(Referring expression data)
##########
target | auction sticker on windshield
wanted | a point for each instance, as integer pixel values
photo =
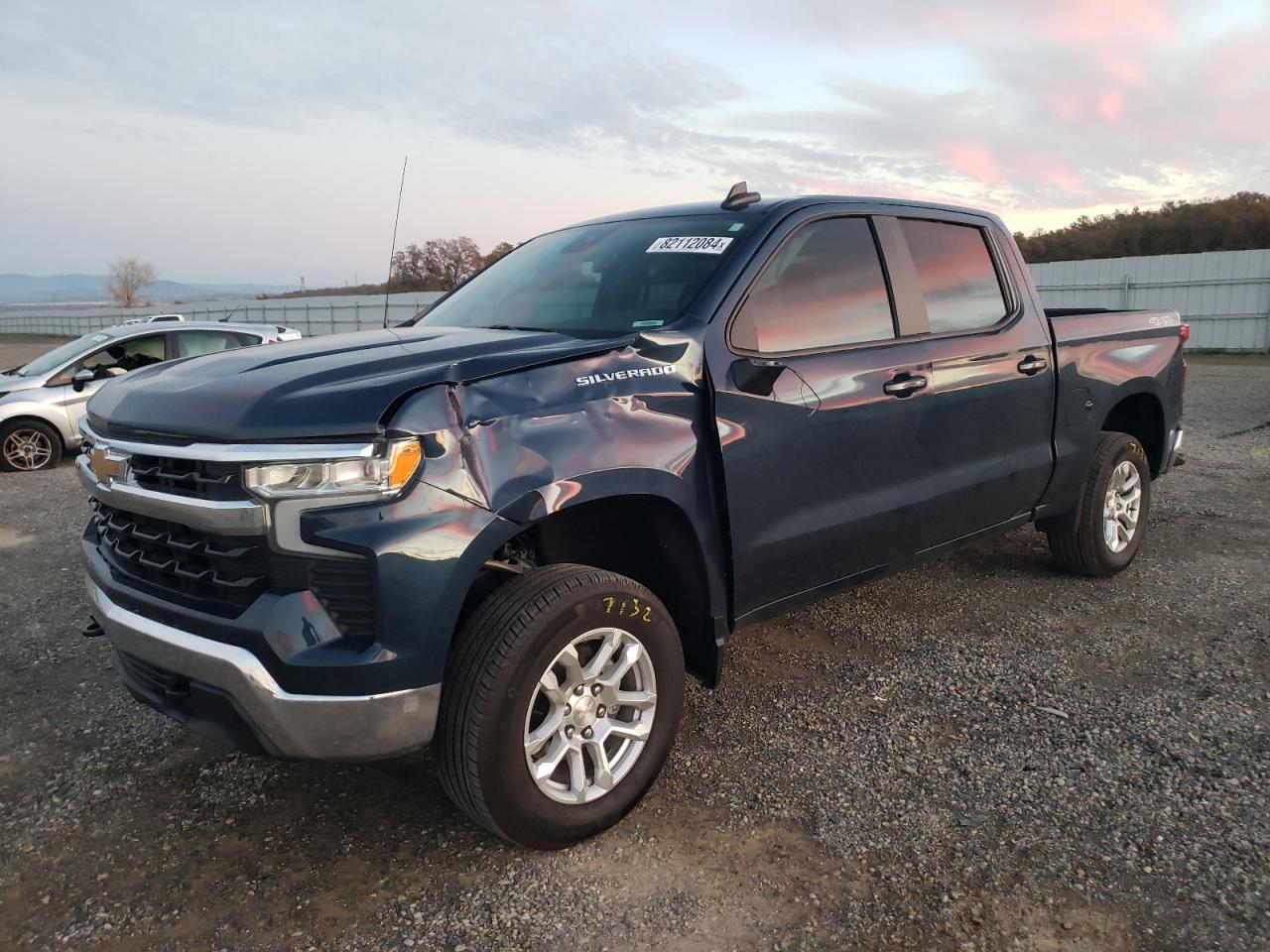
(694, 245)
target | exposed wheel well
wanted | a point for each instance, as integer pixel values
(1142, 416)
(51, 425)
(643, 537)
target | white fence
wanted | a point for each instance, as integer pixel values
(309, 315)
(1224, 296)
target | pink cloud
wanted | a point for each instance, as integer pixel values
(1065, 105)
(1110, 105)
(1095, 23)
(971, 160)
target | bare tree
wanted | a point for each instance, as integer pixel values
(497, 252)
(439, 264)
(127, 277)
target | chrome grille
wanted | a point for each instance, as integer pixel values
(199, 479)
(225, 574)
(221, 574)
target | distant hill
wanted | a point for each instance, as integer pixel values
(80, 289)
(1234, 223)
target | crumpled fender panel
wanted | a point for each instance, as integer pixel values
(630, 421)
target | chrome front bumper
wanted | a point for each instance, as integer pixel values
(304, 726)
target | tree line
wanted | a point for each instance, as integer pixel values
(437, 264)
(1233, 223)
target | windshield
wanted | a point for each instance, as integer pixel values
(59, 356)
(595, 281)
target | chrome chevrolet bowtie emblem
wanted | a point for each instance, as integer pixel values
(108, 466)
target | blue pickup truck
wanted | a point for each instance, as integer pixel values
(509, 531)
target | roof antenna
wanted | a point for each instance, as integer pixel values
(393, 253)
(738, 197)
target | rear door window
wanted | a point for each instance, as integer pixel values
(955, 273)
(825, 289)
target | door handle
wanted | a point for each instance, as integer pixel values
(1033, 366)
(757, 377)
(905, 385)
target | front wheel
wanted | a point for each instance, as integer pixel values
(1114, 512)
(561, 703)
(30, 444)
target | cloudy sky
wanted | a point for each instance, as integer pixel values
(244, 141)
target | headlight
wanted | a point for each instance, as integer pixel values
(380, 475)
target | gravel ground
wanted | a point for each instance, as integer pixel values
(975, 754)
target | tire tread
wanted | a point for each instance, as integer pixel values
(479, 655)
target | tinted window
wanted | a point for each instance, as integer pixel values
(953, 271)
(191, 343)
(121, 357)
(824, 289)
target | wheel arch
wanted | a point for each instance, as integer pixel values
(36, 417)
(635, 524)
(1141, 414)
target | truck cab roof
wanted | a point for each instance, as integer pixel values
(781, 206)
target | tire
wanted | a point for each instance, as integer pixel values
(492, 698)
(30, 444)
(1087, 551)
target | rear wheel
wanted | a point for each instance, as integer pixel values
(1114, 512)
(562, 701)
(28, 444)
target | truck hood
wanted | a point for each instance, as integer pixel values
(317, 389)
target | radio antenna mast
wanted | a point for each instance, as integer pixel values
(393, 253)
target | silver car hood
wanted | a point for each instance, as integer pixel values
(9, 382)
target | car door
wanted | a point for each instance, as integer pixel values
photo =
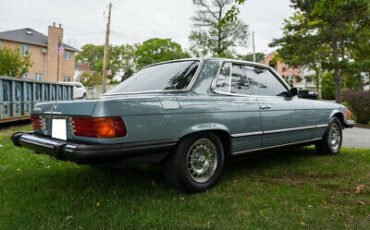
(241, 108)
(285, 119)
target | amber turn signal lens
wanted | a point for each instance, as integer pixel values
(105, 127)
(348, 114)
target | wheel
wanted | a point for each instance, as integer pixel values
(196, 164)
(332, 139)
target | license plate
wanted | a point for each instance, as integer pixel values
(59, 129)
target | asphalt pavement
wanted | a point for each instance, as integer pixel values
(356, 138)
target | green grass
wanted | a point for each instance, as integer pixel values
(292, 189)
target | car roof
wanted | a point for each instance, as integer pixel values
(212, 59)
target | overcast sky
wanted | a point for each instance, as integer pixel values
(133, 21)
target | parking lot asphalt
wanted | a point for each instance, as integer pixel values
(356, 138)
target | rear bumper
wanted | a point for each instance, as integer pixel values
(349, 124)
(94, 154)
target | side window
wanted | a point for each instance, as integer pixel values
(223, 80)
(263, 82)
(240, 83)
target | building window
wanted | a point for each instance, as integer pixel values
(68, 55)
(38, 76)
(25, 50)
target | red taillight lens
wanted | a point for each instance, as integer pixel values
(106, 127)
(38, 123)
(348, 114)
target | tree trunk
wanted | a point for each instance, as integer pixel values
(337, 75)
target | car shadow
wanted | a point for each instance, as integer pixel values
(150, 180)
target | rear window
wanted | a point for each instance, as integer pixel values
(169, 76)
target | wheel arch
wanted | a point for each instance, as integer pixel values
(338, 114)
(220, 130)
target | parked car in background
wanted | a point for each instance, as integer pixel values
(307, 94)
(190, 115)
(79, 91)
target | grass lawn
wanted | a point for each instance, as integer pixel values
(292, 189)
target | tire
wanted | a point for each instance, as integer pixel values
(331, 142)
(190, 157)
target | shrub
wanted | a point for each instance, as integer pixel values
(359, 104)
(328, 86)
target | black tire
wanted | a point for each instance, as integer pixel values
(177, 166)
(326, 145)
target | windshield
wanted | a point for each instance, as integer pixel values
(168, 76)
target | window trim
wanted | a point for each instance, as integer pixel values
(66, 57)
(29, 50)
(187, 89)
(272, 70)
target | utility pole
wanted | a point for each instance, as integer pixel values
(254, 48)
(106, 51)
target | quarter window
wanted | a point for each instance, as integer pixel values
(223, 80)
(25, 50)
(248, 80)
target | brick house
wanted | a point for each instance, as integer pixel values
(44, 52)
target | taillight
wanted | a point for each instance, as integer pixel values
(38, 123)
(348, 114)
(106, 127)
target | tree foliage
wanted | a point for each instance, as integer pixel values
(335, 30)
(120, 58)
(214, 33)
(249, 57)
(12, 63)
(88, 78)
(157, 50)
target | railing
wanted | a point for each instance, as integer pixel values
(18, 96)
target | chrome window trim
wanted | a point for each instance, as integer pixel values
(279, 130)
(187, 89)
(276, 146)
(272, 70)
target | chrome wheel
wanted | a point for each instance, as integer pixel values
(202, 160)
(335, 137)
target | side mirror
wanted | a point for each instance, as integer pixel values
(293, 92)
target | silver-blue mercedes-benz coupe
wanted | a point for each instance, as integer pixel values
(190, 115)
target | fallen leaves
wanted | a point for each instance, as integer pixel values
(361, 202)
(359, 188)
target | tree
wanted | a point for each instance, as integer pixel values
(12, 63)
(249, 57)
(335, 27)
(297, 48)
(88, 78)
(120, 57)
(214, 33)
(157, 50)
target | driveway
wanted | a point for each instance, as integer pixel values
(356, 137)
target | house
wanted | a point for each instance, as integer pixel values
(80, 68)
(52, 59)
(294, 76)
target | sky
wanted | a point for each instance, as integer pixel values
(134, 21)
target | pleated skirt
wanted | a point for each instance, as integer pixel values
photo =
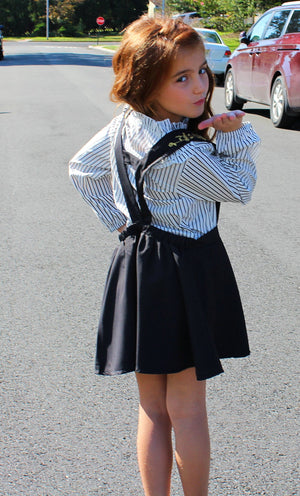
(169, 303)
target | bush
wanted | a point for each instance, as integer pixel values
(229, 23)
(39, 29)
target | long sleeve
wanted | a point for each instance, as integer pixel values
(227, 173)
(90, 172)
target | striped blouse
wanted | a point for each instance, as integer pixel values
(180, 190)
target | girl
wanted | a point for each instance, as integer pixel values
(171, 307)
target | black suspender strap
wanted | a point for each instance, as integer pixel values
(133, 208)
(168, 144)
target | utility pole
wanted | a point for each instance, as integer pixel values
(47, 19)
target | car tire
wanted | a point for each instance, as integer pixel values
(279, 104)
(232, 102)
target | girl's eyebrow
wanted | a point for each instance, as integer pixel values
(184, 71)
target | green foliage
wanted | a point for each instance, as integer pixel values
(78, 17)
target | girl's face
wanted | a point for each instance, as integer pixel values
(183, 92)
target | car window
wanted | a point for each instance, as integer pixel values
(211, 37)
(258, 29)
(277, 24)
(294, 24)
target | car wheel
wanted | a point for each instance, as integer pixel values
(232, 102)
(279, 104)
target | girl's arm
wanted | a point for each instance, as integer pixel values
(227, 122)
(228, 173)
(90, 173)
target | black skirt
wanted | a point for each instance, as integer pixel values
(169, 303)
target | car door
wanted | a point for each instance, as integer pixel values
(244, 55)
(266, 56)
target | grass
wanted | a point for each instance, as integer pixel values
(230, 39)
(102, 39)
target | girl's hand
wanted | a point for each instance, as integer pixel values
(120, 229)
(229, 121)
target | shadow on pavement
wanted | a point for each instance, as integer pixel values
(55, 58)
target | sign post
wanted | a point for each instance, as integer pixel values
(100, 21)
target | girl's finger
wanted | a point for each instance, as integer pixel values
(206, 123)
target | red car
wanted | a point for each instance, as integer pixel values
(265, 68)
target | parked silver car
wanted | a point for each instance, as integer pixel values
(217, 53)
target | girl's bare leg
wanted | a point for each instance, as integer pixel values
(186, 405)
(154, 442)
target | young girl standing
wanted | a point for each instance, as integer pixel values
(171, 307)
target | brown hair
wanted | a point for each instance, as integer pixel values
(143, 61)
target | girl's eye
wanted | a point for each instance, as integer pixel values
(182, 79)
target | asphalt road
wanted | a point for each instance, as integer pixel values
(65, 431)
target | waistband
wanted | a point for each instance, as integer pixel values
(170, 238)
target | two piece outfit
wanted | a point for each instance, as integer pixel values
(170, 300)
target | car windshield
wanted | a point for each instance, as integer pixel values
(211, 37)
(294, 24)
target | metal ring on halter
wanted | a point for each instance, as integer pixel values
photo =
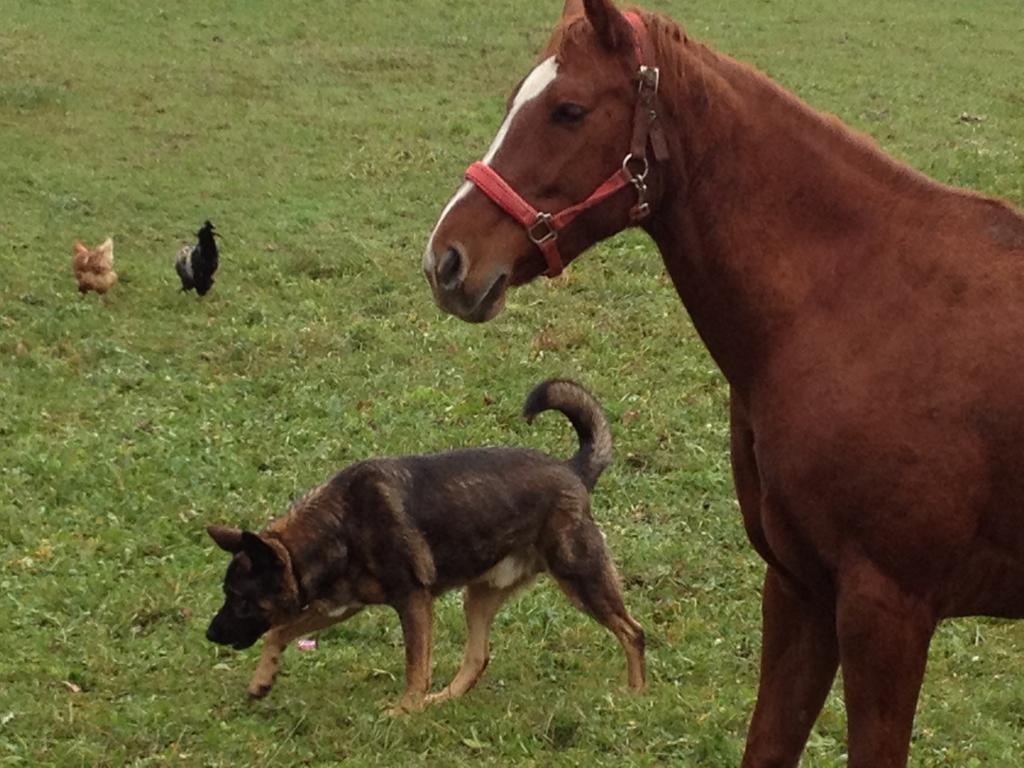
(543, 219)
(635, 177)
(649, 77)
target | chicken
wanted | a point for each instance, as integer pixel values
(196, 264)
(94, 269)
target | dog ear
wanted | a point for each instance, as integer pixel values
(260, 553)
(227, 539)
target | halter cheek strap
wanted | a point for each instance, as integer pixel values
(543, 227)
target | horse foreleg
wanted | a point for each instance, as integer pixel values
(799, 656)
(884, 634)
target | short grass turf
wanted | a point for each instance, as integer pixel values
(323, 139)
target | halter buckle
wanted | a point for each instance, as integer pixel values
(549, 232)
(641, 175)
(649, 77)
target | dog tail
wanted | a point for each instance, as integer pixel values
(587, 418)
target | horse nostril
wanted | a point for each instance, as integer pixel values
(450, 269)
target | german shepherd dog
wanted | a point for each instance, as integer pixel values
(402, 530)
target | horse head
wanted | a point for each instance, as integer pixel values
(566, 169)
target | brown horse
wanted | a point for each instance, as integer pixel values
(869, 323)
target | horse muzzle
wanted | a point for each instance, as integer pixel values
(446, 273)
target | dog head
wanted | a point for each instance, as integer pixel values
(259, 588)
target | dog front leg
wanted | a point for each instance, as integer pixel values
(279, 638)
(417, 624)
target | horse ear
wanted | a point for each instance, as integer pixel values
(611, 28)
(227, 539)
(572, 8)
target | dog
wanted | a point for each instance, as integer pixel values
(402, 530)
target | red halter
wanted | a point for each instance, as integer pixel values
(542, 227)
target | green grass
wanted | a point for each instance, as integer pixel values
(323, 139)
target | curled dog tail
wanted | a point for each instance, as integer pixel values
(587, 418)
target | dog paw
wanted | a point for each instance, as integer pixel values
(404, 707)
(258, 690)
(441, 695)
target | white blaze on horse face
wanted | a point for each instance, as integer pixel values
(535, 84)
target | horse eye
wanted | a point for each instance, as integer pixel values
(568, 113)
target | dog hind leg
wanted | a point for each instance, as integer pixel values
(480, 602)
(583, 568)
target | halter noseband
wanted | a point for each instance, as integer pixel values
(543, 227)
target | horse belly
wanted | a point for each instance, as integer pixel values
(910, 500)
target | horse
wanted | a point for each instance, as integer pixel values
(868, 322)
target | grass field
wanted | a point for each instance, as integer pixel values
(323, 139)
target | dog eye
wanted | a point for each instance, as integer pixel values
(568, 114)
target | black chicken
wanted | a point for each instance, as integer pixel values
(196, 264)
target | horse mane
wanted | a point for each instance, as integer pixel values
(704, 76)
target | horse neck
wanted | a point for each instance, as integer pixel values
(762, 197)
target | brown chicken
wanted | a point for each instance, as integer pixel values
(94, 269)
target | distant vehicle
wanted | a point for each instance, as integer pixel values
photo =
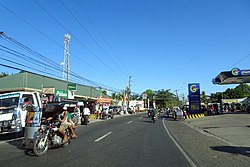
(115, 109)
(12, 114)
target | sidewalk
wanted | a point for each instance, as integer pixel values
(233, 129)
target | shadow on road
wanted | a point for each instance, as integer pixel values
(233, 150)
(148, 121)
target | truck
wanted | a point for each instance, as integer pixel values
(12, 114)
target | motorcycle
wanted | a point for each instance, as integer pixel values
(85, 120)
(154, 118)
(48, 136)
(149, 113)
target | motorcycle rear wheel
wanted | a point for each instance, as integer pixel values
(40, 149)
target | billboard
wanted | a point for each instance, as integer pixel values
(194, 98)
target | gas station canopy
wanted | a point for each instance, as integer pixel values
(235, 76)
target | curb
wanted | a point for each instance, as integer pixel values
(205, 132)
(194, 116)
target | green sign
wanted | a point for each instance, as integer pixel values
(9, 95)
(61, 93)
(71, 86)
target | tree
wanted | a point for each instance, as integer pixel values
(164, 98)
(3, 74)
(204, 97)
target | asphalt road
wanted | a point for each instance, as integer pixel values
(131, 141)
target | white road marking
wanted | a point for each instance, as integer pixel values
(100, 138)
(129, 122)
(6, 141)
(178, 146)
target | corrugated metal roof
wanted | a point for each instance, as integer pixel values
(34, 82)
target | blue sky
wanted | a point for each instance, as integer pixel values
(162, 44)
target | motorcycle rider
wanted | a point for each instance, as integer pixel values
(72, 126)
(86, 113)
(154, 113)
(64, 124)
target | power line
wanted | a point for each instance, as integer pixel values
(102, 36)
(72, 34)
(23, 20)
(39, 55)
(243, 58)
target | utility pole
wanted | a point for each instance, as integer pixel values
(66, 63)
(177, 97)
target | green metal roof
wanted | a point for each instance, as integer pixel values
(25, 81)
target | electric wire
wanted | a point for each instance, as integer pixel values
(103, 38)
(91, 36)
(72, 34)
(33, 52)
(23, 20)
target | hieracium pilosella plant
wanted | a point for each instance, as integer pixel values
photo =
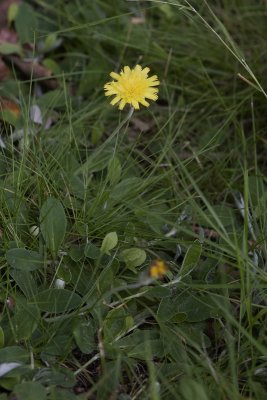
(132, 86)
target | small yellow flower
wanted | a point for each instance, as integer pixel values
(158, 269)
(132, 86)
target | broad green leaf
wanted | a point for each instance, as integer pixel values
(59, 345)
(53, 224)
(13, 354)
(91, 251)
(30, 391)
(10, 48)
(26, 23)
(197, 308)
(109, 242)
(57, 300)
(133, 257)
(114, 170)
(25, 282)
(25, 320)
(114, 324)
(191, 259)
(26, 260)
(76, 252)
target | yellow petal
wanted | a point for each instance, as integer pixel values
(114, 75)
(144, 102)
(135, 104)
(115, 100)
(122, 104)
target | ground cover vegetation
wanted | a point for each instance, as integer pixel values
(133, 243)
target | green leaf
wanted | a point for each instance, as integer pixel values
(191, 259)
(91, 251)
(114, 324)
(10, 48)
(114, 170)
(53, 224)
(2, 337)
(126, 187)
(191, 389)
(57, 300)
(197, 308)
(23, 259)
(12, 12)
(25, 320)
(84, 335)
(133, 257)
(25, 282)
(13, 354)
(30, 391)
(26, 23)
(109, 242)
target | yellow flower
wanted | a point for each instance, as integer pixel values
(132, 86)
(158, 269)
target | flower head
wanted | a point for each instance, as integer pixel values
(158, 269)
(132, 86)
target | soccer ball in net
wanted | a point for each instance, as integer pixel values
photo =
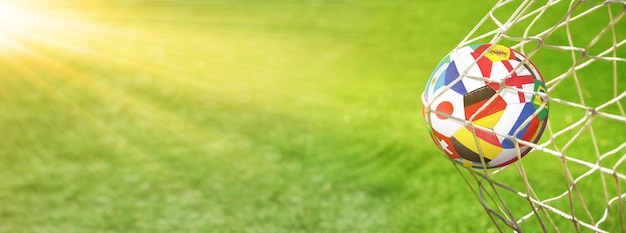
(481, 102)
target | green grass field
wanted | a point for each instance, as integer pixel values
(232, 116)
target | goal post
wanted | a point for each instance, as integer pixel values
(574, 180)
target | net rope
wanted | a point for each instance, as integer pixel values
(521, 26)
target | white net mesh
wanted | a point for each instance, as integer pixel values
(574, 180)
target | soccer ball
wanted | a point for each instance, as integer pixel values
(481, 101)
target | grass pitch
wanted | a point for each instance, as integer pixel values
(222, 116)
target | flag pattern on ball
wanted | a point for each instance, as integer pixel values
(482, 98)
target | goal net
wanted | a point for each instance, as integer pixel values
(574, 180)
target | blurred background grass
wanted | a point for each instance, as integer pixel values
(222, 116)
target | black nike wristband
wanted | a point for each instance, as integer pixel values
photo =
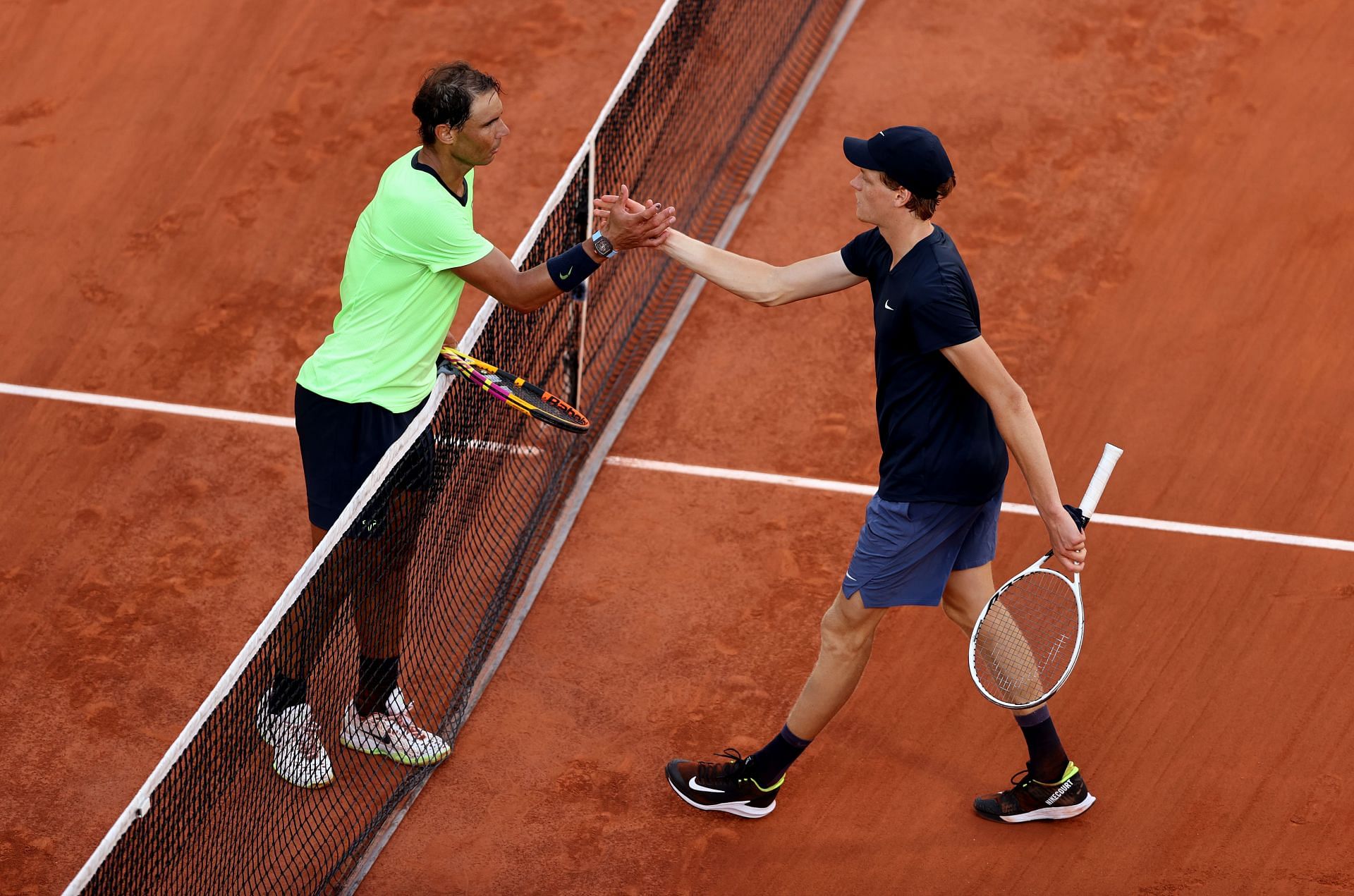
(571, 269)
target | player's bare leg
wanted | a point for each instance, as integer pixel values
(748, 785)
(846, 637)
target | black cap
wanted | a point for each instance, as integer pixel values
(912, 156)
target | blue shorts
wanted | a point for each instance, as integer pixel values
(906, 551)
(341, 444)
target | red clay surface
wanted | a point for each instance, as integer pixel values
(1155, 204)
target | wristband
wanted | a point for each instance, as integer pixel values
(571, 269)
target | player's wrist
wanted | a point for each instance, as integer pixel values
(571, 269)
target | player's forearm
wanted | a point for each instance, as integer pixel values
(1018, 426)
(748, 278)
(535, 288)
##########
■ Try it ■
Find the lines in the data that include "field", then copy each of them.

■ Reply ■
target | grass field
target | green grass field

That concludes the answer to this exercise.